YOUR TASK: Copy out the lines in the records below exactly as they appear, from the line containing "Can you find the yellow" down to the line containing "<point>1243,377</point>", both included.

Excerpts from a point labeling dataset:

— begin —

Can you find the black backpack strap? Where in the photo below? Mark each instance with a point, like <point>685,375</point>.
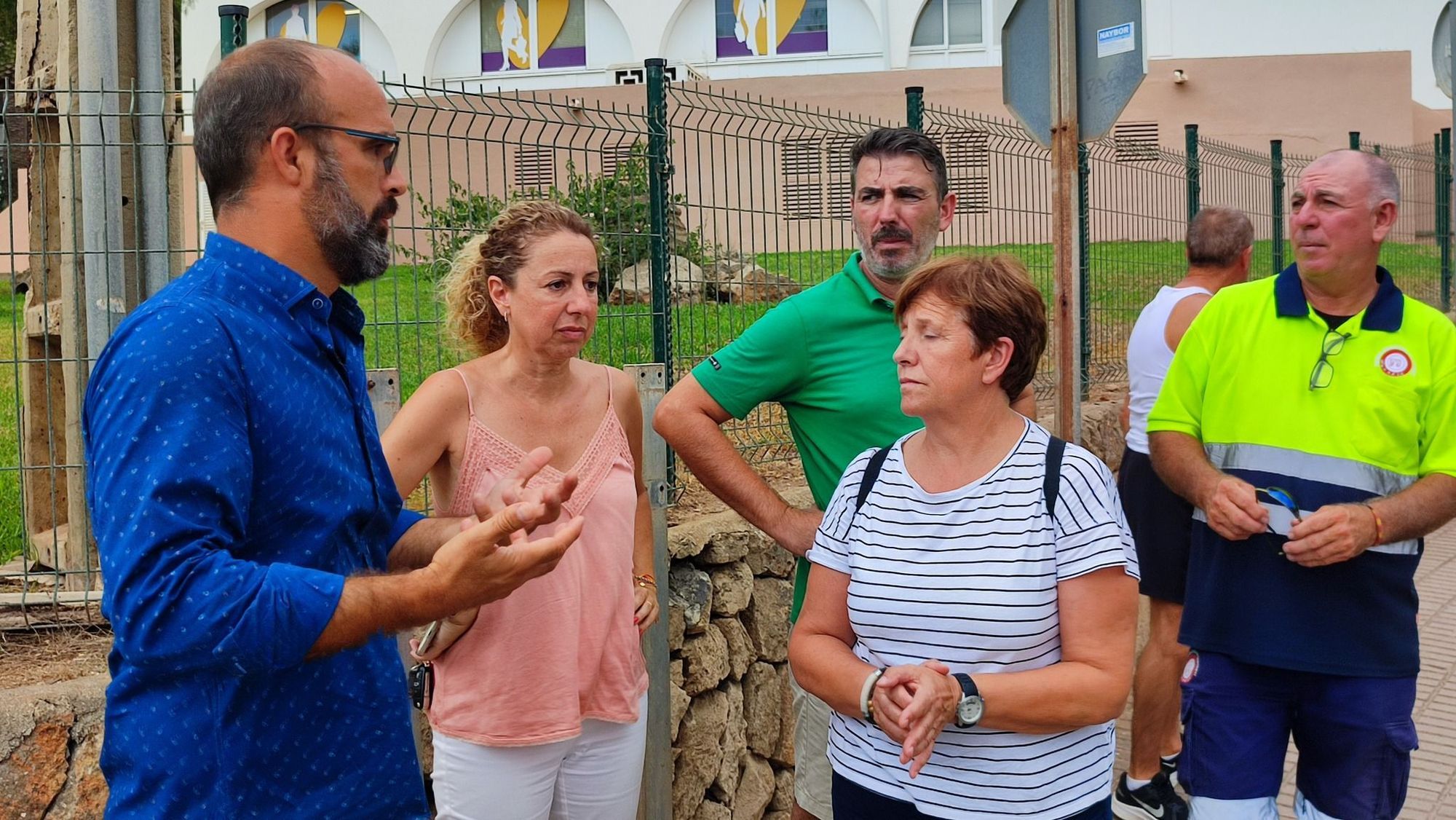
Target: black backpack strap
<point>871,474</point>
<point>1052,483</point>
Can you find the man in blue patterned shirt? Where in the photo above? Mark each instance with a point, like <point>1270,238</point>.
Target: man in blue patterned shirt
<point>242,505</point>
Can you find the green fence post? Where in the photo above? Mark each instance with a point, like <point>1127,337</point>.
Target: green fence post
<point>1192,145</point>
<point>234,27</point>
<point>1278,202</point>
<point>659,174</point>
<point>1444,212</point>
<point>1084,269</point>
<point>915,109</point>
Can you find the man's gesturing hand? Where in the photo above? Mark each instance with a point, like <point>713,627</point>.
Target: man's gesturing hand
<point>1234,510</point>
<point>1330,535</point>
<point>490,560</point>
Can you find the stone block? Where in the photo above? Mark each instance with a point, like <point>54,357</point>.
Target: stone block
<point>772,560</point>
<point>691,591</point>
<point>700,752</point>
<point>783,792</point>
<point>711,811</point>
<point>675,626</point>
<point>740,649</point>
<point>679,701</point>
<point>756,787</point>
<point>768,618</point>
<point>705,661</point>
<point>735,746</point>
<point>761,707</point>
<point>784,752</point>
<point>733,588</point>
<point>1103,430</point>
<point>687,541</point>
<point>50,749</point>
<point>730,545</point>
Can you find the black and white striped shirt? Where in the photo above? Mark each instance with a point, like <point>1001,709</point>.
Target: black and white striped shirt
<point>970,577</point>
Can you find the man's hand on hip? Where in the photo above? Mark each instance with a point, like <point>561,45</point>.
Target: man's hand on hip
<point>1233,509</point>
<point>796,529</point>
<point>1330,535</point>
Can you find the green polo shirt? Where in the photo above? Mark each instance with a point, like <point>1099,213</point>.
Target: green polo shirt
<point>828,356</point>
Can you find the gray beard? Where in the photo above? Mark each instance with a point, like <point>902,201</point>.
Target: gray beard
<point>347,237</point>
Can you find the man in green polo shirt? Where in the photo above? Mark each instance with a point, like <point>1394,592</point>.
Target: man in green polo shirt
<point>826,356</point>
<point>1311,419</point>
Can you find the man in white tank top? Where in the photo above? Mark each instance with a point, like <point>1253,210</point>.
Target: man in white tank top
<point>1219,247</point>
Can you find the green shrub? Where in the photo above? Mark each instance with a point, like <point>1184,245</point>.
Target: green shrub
<point>617,205</point>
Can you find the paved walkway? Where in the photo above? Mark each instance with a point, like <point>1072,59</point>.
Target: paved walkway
<point>1433,765</point>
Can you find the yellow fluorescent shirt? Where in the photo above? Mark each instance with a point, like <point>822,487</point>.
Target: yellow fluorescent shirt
<point>1243,377</point>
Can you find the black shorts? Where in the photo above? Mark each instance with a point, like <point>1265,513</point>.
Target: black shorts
<point>1161,522</point>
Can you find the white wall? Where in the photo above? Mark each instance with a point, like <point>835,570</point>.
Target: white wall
<point>1240,28</point>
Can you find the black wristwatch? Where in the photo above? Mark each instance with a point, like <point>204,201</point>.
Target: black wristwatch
<point>969,711</point>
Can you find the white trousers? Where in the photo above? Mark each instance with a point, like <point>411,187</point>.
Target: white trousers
<point>1254,809</point>
<point>596,776</point>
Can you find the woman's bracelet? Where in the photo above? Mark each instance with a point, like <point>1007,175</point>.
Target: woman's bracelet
<point>866,707</point>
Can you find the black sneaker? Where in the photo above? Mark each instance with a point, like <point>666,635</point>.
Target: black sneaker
<point>1170,768</point>
<point>1154,802</point>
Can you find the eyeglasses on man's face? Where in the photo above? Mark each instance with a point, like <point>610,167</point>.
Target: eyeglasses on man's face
<point>1324,372</point>
<point>388,139</point>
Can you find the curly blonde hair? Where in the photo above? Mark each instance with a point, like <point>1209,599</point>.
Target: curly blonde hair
<point>471,314</point>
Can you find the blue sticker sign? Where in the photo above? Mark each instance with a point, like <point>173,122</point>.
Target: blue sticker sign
<point>1115,40</point>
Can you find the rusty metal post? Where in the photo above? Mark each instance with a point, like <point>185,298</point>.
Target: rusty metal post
<point>1065,194</point>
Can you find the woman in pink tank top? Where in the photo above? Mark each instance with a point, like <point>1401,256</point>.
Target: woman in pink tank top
<point>539,698</point>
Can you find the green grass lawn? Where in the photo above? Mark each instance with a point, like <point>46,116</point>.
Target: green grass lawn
<point>407,320</point>
<point>405,323</point>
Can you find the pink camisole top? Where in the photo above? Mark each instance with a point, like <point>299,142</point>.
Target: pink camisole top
<point>563,647</point>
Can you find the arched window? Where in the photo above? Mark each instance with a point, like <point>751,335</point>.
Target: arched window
<point>521,36</point>
<point>762,28</point>
<point>328,23</point>
<point>949,24</point>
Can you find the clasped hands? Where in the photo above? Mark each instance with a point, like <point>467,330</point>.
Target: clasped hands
<point>493,557</point>
<point>1330,535</point>
<point>912,704</point>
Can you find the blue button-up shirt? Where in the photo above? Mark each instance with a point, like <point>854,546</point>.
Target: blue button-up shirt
<point>237,480</point>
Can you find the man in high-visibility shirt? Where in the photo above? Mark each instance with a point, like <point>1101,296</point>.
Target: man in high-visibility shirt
<point>1311,419</point>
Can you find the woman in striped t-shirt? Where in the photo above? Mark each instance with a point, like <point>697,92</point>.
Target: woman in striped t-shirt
<point>975,640</point>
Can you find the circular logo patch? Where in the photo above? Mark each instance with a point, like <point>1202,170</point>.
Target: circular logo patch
<point>1396,362</point>
<point>1192,668</point>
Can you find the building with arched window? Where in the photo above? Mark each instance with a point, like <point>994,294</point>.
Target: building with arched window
<point>1246,71</point>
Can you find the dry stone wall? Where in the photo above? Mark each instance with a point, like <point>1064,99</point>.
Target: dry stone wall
<point>730,592</point>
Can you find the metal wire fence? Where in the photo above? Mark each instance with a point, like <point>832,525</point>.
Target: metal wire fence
<point>711,208</point>
<point>765,189</point>
<point>75,266</point>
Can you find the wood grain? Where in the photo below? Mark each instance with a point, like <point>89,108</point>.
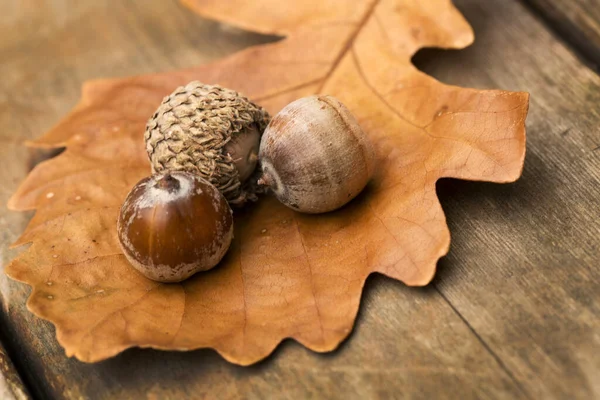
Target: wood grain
<point>577,21</point>
<point>11,386</point>
<point>514,312</point>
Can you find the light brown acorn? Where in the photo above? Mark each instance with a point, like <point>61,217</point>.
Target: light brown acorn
<point>173,225</point>
<point>210,131</point>
<point>314,156</point>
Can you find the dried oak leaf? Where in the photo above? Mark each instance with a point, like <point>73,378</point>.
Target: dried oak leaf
<point>287,275</point>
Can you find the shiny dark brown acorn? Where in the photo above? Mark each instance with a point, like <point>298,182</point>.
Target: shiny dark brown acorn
<point>173,225</point>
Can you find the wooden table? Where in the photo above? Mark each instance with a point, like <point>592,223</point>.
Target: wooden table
<point>515,309</point>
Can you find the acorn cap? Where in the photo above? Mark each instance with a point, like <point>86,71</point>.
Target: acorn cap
<point>191,128</point>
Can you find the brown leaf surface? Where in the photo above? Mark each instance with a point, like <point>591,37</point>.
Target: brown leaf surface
<point>287,275</point>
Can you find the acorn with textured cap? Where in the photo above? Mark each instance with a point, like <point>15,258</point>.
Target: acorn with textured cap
<point>209,131</point>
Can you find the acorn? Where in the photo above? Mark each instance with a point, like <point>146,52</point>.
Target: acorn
<point>174,225</point>
<point>210,131</point>
<point>314,155</point>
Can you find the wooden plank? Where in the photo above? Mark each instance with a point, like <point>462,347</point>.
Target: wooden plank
<point>11,385</point>
<point>524,264</point>
<point>578,21</point>
<point>496,324</point>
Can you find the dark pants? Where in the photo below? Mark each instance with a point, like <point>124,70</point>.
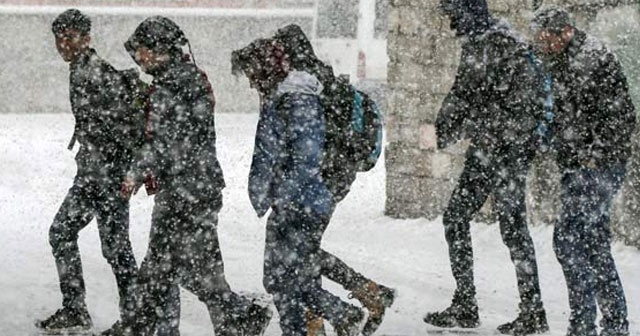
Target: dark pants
<point>505,177</point>
<point>582,242</point>
<point>85,200</point>
<point>184,250</point>
<point>292,270</point>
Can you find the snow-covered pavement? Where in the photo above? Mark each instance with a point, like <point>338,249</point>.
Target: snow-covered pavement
<point>36,170</point>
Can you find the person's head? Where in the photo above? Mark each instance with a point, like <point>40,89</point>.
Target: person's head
<point>72,31</point>
<point>156,42</point>
<point>467,17</point>
<point>264,62</point>
<point>553,28</point>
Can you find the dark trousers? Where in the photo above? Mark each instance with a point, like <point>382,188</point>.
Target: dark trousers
<point>582,242</point>
<point>85,200</point>
<point>184,250</point>
<point>292,270</point>
<point>503,176</point>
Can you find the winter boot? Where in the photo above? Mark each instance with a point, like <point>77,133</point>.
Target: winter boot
<point>315,324</point>
<point>351,323</point>
<point>376,299</point>
<point>66,319</point>
<point>256,321</point>
<point>117,329</point>
<point>463,313</point>
<point>526,324</point>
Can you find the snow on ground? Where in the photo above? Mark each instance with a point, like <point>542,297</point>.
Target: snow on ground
<point>36,170</point>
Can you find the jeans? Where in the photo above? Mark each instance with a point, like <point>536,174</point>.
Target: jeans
<point>582,243</point>
<point>292,270</point>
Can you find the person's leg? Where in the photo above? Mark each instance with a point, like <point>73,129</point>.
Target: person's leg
<point>74,214</point>
<point>113,227</point>
<point>510,195</point>
<point>295,282</point>
<point>474,186</point>
<point>571,252</point>
<point>202,272</point>
<point>609,291</point>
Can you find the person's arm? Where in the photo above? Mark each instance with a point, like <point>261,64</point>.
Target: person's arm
<point>616,120</point>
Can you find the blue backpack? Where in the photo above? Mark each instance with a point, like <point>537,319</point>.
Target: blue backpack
<point>353,141</point>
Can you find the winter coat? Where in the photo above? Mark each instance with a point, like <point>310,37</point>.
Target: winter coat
<point>105,126</point>
<point>595,116</point>
<point>181,139</point>
<point>286,168</point>
<point>497,96</point>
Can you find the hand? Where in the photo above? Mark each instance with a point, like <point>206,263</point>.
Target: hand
<point>129,187</point>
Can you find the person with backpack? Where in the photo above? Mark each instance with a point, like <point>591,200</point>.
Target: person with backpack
<point>285,177</point>
<point>180,152</point>
<point>497,102</point>
<point>594,121</point>
<point>345,153</point>
<point>107,131</point>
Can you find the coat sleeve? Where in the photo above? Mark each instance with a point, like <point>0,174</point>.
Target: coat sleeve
<point>455,109</point>
<point>617,121</point>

— end —

RESPONSE TO THE TASK:
Can you find the yellow fluorescent shirt? Where in the photo above? Mark each instance with a point, like <point>822,487</point>.
Target: yellow fluorescent shirt
<point>1243,377</point>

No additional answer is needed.